▶ Goal of the exercise
The records below are to be repeated in full, exactly as they are.

▶ Task input
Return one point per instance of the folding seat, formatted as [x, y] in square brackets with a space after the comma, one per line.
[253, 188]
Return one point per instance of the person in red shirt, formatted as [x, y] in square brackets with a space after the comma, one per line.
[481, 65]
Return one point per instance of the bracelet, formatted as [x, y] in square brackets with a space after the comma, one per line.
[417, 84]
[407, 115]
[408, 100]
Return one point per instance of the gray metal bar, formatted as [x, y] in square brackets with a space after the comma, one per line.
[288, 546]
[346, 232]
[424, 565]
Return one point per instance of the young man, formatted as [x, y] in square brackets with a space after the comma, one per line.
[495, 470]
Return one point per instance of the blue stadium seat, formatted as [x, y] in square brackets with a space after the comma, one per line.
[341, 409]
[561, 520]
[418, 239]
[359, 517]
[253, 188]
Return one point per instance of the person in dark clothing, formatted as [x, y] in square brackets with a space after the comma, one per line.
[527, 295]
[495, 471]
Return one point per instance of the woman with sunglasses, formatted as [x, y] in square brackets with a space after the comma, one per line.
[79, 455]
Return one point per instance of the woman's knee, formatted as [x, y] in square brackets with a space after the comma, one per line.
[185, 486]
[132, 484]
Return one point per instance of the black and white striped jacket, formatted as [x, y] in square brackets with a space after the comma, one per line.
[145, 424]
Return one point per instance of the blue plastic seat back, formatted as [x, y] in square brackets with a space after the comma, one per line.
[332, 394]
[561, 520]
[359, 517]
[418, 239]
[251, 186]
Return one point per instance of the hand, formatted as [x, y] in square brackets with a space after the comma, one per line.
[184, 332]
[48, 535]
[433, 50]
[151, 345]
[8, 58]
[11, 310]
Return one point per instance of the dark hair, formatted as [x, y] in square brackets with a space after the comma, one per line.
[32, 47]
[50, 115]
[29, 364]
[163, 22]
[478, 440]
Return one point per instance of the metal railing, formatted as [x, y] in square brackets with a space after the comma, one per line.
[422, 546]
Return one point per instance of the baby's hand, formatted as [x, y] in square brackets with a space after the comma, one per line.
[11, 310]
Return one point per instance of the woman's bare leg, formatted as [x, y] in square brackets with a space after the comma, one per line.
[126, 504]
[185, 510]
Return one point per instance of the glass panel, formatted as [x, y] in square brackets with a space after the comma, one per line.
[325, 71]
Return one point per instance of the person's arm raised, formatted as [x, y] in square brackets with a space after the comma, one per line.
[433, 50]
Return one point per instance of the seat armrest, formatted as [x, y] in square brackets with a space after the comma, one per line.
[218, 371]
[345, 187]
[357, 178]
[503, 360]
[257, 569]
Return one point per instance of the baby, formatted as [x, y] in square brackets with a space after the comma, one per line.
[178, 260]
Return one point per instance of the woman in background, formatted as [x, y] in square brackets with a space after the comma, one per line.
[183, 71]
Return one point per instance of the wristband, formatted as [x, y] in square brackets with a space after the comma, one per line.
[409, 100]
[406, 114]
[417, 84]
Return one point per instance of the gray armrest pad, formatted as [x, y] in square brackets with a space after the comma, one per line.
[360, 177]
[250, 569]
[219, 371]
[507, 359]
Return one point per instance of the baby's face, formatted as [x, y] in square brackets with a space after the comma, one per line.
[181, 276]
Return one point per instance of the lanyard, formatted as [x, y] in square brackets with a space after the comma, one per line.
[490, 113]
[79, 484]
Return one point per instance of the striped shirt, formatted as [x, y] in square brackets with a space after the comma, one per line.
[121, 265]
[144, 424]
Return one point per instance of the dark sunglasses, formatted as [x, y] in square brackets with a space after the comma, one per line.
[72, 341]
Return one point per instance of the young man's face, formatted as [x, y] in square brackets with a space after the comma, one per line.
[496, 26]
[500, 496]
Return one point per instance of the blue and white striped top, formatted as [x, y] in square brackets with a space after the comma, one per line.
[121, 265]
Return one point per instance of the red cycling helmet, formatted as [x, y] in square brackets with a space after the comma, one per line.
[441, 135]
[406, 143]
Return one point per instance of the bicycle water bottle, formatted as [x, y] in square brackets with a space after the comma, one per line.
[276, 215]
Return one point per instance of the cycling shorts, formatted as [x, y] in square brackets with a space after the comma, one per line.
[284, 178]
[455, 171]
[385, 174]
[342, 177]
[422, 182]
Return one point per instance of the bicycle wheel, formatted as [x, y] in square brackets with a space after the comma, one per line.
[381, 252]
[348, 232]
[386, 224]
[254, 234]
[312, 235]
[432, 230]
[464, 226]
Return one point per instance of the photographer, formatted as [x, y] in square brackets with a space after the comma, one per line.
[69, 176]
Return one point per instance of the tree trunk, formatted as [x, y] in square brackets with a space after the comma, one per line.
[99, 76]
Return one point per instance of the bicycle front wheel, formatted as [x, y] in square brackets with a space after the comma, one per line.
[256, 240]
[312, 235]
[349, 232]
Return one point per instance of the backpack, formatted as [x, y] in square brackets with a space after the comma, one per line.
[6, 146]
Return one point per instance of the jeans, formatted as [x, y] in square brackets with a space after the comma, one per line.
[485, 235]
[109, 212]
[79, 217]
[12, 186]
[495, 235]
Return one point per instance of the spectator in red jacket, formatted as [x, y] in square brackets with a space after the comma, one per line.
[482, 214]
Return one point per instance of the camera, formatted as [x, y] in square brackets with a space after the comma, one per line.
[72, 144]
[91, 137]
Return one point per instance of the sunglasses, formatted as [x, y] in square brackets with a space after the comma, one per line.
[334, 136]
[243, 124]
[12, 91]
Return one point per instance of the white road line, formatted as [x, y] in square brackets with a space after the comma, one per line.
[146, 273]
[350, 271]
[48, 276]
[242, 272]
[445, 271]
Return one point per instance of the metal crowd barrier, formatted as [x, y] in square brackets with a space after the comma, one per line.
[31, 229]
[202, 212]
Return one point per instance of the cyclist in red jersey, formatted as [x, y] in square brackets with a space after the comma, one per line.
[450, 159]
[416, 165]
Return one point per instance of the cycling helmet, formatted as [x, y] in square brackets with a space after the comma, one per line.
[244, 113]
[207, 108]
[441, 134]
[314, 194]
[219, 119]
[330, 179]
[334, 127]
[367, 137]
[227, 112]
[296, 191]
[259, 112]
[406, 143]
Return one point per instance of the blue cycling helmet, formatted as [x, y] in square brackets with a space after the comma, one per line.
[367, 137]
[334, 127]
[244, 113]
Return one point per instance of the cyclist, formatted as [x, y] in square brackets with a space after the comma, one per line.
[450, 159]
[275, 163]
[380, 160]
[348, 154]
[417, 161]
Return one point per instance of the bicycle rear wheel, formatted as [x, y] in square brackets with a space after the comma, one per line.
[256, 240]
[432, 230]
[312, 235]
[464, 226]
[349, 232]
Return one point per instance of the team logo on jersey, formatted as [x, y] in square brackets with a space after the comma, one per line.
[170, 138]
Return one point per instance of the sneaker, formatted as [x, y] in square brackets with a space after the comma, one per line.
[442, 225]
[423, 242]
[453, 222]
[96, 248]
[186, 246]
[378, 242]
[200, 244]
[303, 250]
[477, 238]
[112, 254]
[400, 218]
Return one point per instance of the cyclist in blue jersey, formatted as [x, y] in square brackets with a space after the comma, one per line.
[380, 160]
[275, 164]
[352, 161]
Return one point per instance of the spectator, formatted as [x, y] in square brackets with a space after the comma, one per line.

▶ Answer to the problem
Return one point per instance of the folding seat, formatted as [x, y] in square brackets with a space after the comma, one per line.
[253, 188]
Return one point per instance of the person in red shirt, formatted as [x, y] in square brackets with a space after the comma, one per line.
[481, 65]
Return one point per instance of the bracelet, formatted as [x, y] in square brackets with a space after the comma, one per line.
[417, 84]
[407, 115]
[408, 100]
Return one point per instance of the gray metal bar, formatted as [x, y] in square brackets with a space after the comma, one per line.
[288, 546]
[346, 232]
[424, 565]
Return one point per instance of the young man, formatted as [x, y] in square brackets with a space after the comma, one per line.
[495, 470]
Return one point per instance of the blue stadium seat, formatted as [x, y] in square brackets with a space after the comma, one per line.
[341, 409]
[561, 520]
[418, 239]
[359, 517]
[253, 188]
Return one point per instance of the person in dark clothing, formatted as [x, y] in square brackets with a space after the comma, one per line.
[527, 295]
[495, 471]
Return one point per instance of the woman with sunglasses, formatted as [x, y] in square brackets with a space after the comma, one per line.
[79, 455]
Return one point per instance of the woman's knee, formatted as [x, y] in square brackets with a space after the comma, one per line.
[185, 486]
[132, 484]
Return one point per instance of the black and white striped jacket, formatted as [x, y] in square brackets with a space after the comma, one per line.
[145, 424]
Return one point per instance of the blue plastic seat back, formatted as [x, y] in square brackets with a space after the comma, one per line.
[332, 394]
[561, 520]
[359, 517]
[418, 239]
[251, 186]
Return one point per instance of the hand, formatted as [x, y] in square brackets with a space after the comma, one per line.
[184, 332]
[48, 535]
[433, 50]
[151, 345]
[8, 58]
[11, 310]
Return one point per instance of the dark hair, formatted as [x, y] in square brackets with a space after the comma, one per line.
[32, 47]
[50, 115]
[29, 364]
[163, 22]
[478, 440]
Return one point per instance of the metal railing, formatted as [x, y] in square brackets with a space after the comma, one per line.
[422, 546]
Return one point per instance of the baby's hand, formatted as [x, y] in square brackets with a space after the comma, one per line.
[11, 310]
Return one point per instance of the woman's bare leg, formatted as [x, y] in square brackets with a space after the comma, one per line.
[126, 504]
[185, 510]
Return one point per instance of the glass panel, formatted as [x, y] in square brackets with a space after the comma, one per line.
[325, 71]
Return one point per instance of the person's arm raised, formatted as [x, y] in square brackets with a space after the comma, one per line.
[433, 50]
Return one point per instance of the seat armrest, formatted as [x, y] in square brackets with a space after the comma, one per line.
[218, 371]
[345, 187]
[357, 178]
[503, 360]
[257, 569]
Return one point per instance of the baby, formatted as [x, y] in square brackets with a space after the comma, one per line.
[178, 260]
Return one point per instance of the woman in background, formatted as [x, y] in square brackets with a space after the comma, one per line.
[183, 71]
Return one point per instance of the wristband, formatted as [x, y] in square brackets with a space after the comma, one per line.
[409, 100]
[406, 114]
[417, 84]
Return one point per instance of the gray armrest pad, formatted as [x, y] in square brackets with a space after the comma, one per line.
[360, 177]
[250, 569]
[219, 371]
[507, 359]
Return one point per instance of the baby's face, formatted as [x, y] in square brackets with a space after the comma, one per line.
[181, 276]
Return one point per instance of the lanyard, formatted as [x, y] in square brackets with a space after the comma, one per line.
[490, 113]
[79, 484]
Return one point per instance of the striped shirt, formatted as [x, y] in square brackets with a space after the comma, one per line.
[121, 265]
[144, 424]
Return one point per instance of the dark sunglasses, formatted as [x, y] in square brackets with a space after the comma, one per line.
[72, 341]
Return one point per instance of the young man's face, formatted as [x, y] in square brackets with a space after the comma, one per line.
[496, 26]
[500, 496]
Return one point per instance of the blue and white striped top, formatted as [x, y] in square brackets with a space after the comma, one per line.
[121, 265]
Return one point per instance of the red cycling helmet, formatted as [x, y] in square brackets with a space after the comma, one per line.
[441, 135]
[406, 143]
Return one point per instance of the bicycle water bottle, formatted as [x, y] in square brackets with a space after the comma, one per line.
[276, 215]
Return one point per instance of the cycling shorts, formatted as [x, y] in square brackets with a space after the comma, one per line.
[284, 178]
[455, 171]
[385, 174]
[342, 177]
[422, 182]
Return one point per instance of the bicycle wheel, formatted as [x, y] in square brackets with a space after the comma, one per line.
[381, 252]
[348, 232]
[386, 224]
[254, 234]
[312, 235]
[432, 230]
[464, 226]
Return one point per instance of the photographer, formatted as [x, y] in square brackets with a space after the comma, one per line.
[69, 176]
Return one point per instance of the tree trunk, formatted as [x, y] in square brackets with a space after the comma, one per line.
[99, 76]
Return one point per instance of the bicycle front wheel, formatted as [x, y] in square brackets with a space after the comma, one per line.
[256, 240]
[312, 235]
[349, 232]
Return one point per instance of the backpack, formatted as [x, y] in square brackets with a space after the comma, one per line.
[6, 146]
Return one point per instance of the jeans, formatted as [x, y] in square brackets with a space after the comma, one per line.
[485, 235]
[109, 212]
[79, 217]
[12, 186]
[495, 235]
Return one point per instance of the spectator in red jacket, formatted as [x, y] in square brackets with a space after the comma, one per line.
[482, 214]
Return one point per instance of the camera, formatted as [x, y] in square brackets with a space after the comma, one per line.
[72, 144]
[91, 137]
Return one point per instance of the sunglasses, formatted as [x, y] in square brackets with a space after the comma, one per line.
[334, 136]
[243, 124]
[12, 91]
Return one point per instance of the white road line, formatted as [x, y] in square brackets with a space after the comma, one per line.
[146, 273]
[350, 271]
[48, 276]
[242, 272]
[445, 271]
Return one point per instance of the metal crowd barrier, formatted as [x, y] in square brackets with a space after the comma, one per line.
[31, 229]
[202, 212]
Return one point per instance of the cyclist in red jersey, formatted as [x, y] in square brackets with a space after the comma, one per line.
[450, 159]
[416, 165]
Return one point per instance of the cycling helmet, formatted as [x, y] in square brackets with a space after the comma, one per line.
[244, 113]
[207, 108]
[441, 134]
[314, 194]
[219, 119]
[330, 179]
[334, 127]
[367, 137]
[227, 112]
[296, 191]
[259, 112]
[406, 143]
Return one point per instance of the blue cycling helmet, formatted as [x, y] in square brackets with a space after the comma, one per line.
[367, 137]
[334, 127]
[244, 113]
Return one point per instance of the cyclist, formatted as [x, y] in square brackets with a space after the comma, one per line.
[450, 159]
[275, 163]
[380, 160]
[348, 154]
[417, 161]
Return one point per instance of the bicycle rear wheel, formatted as [x, y] in square brackets with a space after the comma, one per line.
[256, 240]
[432, 230]
[312, 235]
[464, 226]
[349, 232]
Return one point per instance of the team logo on jersey, formatted as [x, y] in square brackets with a space after the comma, one per line.
[170, 138]
Return one point per instance of the sneaker, formatted as [x, y] in square brackets with a space after the comma, one per line.
[442, 225]
[423, 242]
[453, 222]
[96, 248]
[186, 246]
[378, 242]
[200, 244]
[303, 250]
[477, 238]
[112, 254]
[400, 218]
Return one point per instance of the cyclist in blue jersey, formatted as [x, y] in square brackets with a space after the comma, one per line.
[380, 160]
[275, 164]
[352, 161]
Return one point per instance of the spectator, formatted as [x, y] in square brackets with a space after the comma, one per line.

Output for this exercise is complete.